Interlocutores do governo de Minas Gerais se amparam em uma recente decisão do plenário do Supremo Tribunal Federal (STF) para acreditar que, caso a Assembleia Legislativa (ALMG) aprove a Proposta de Emenda à Constituição (PEC) que retira a obrigatoriedade de promover um referendo antes da venda de estatais, a decisão não será alvo de contestação na Corte.
Isso porque, em outubro, o Tribunal decidiu negar Ações Diretas de Inconstitucionalidade (ADIs) movidas por PT, Psol, PCdoB e PDT para questionar a decisão dos deputados estaduais gaúchos de retirar, da Constituição local, a necessidade de consultar a população sobre desestatizações. No Rio Grande do Sul, a lei falava na convocação de um plebiscito.
Em meio à possível alteração na lei mineira, o Palácio Tiradentes tenta emplacar propostas para privatizar a Companhia Energética de Minas Gerais (Cemig) e a Companhia de Saneamento de Minas Gerais (Copasa). Os dois textos foram apresentados no dia 14 deste mês.
Já a PEC do fim do referendo foi apresentada pelo governador Romeu Zema (Novo) no ano passado. O texto que impõe o fim da obrigatoriedade consulta popular ainda não encontrou consenso entre parlamentares.
Embora plebiscito e referendo tenham características distintas — o primeiro ocorre antes da efetivação de uma lei, enquanto o segundo serve para corroborar ou não uma decisão já tomada — o entendimento no governo do estado é que a decisão do STF sobre o Rio Grande do Sul poderia ser replicada pela Corte em uma eventual judicialização da questão mineira.
Os termos da decisão do STF
Ao protestar contra o fim da consulta popular no Rio Grande do Sul, os partidos apontaram um possível conflito entre a decisão dos deputados estaduais e a Constituição Federal. Segundo o ministro Cristiano Zanin, relator do caso no STF, a lei máxima do país não versa especificamente sobre estatais criadas pelos governos das unidades federativas.
Ao se posicionar a respeito do imbróglio, Zanin citou um voto dado pelo ministro Alexandre de Moraes em 2022. À ocasião, Moraes relatava outra ADI a respeito do fim do plebiscito em solo gaúcho.
· · ·
### INSTRUÇÕES
Condense o parágrafo do texto exibido que começa com "Isso porque, em outubro" e preserve seus fatos principais.

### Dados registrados
· · ·
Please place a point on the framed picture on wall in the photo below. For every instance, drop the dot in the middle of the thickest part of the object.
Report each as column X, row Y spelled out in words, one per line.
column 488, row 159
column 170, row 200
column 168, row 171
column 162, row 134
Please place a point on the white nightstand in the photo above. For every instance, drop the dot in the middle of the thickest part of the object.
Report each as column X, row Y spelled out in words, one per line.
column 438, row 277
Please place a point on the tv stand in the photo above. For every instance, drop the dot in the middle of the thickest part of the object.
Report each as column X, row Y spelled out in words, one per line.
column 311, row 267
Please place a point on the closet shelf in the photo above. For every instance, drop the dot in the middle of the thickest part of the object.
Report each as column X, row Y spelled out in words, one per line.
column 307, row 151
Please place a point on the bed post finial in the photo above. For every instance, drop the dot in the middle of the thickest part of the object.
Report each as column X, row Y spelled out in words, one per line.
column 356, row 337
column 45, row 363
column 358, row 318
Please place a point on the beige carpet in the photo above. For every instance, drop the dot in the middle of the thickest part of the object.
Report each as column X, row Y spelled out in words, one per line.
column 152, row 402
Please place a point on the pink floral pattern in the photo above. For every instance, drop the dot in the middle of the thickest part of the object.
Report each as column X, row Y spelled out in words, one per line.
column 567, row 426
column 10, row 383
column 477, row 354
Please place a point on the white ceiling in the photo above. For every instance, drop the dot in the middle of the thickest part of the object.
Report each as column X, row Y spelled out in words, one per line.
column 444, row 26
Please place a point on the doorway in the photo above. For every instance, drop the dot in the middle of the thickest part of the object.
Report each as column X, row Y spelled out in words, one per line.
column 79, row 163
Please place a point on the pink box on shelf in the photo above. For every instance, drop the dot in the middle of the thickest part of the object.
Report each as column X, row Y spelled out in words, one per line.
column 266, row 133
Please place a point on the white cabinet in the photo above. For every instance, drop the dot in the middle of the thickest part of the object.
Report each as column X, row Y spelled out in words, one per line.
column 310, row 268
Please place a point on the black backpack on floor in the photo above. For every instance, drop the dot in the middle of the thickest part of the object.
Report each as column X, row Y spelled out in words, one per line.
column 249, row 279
· · ·
### RESPOSTA DA TAREFA
Em outubro, o STF negou as ADIs de PT, Psol, PCdoB e PDT contra a decisão dos deputados estaduais gaúchos de retirar da Constituição local a exigência de consultar a população sobre desestatizações. No Rio Grande do Sul, essa consulta era um plebiscito.